[Natural-language object grounding data]
────────────────────────────────────────

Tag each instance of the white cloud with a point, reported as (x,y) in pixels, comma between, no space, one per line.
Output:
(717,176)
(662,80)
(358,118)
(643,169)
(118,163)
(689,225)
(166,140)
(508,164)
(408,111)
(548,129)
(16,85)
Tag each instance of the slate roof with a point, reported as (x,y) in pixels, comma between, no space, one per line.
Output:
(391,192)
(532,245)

────────────────────────────────────────

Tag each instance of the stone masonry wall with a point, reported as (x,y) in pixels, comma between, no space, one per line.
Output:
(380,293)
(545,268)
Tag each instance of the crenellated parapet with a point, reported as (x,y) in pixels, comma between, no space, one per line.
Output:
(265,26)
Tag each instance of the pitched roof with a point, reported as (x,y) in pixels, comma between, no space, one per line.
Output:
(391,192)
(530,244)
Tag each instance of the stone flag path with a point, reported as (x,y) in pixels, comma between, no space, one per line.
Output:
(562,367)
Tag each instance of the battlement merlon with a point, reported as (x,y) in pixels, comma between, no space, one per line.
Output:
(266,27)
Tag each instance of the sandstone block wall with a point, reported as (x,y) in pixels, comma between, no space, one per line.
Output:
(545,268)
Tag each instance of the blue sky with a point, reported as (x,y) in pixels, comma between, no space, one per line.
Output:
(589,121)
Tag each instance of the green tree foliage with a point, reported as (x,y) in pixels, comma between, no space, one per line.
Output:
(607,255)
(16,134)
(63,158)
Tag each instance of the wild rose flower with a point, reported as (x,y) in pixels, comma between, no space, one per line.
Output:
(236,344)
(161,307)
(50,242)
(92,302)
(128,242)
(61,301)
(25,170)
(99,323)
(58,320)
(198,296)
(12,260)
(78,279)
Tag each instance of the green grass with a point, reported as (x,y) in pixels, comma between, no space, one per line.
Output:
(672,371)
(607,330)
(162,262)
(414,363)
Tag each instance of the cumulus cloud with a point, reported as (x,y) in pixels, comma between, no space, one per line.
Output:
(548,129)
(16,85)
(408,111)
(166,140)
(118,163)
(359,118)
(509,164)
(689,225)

────────────────────────────────────────

Each line of the entries that contains the word "cloud" should be listed.

Tag each instance of the white cloud with a point, reported as (x,y) in pixels, comma between, no space, one per line.
Tag each instance of the cumulus cloud with a point, reported as (x,y) in pixels, comma between, no space, one per line.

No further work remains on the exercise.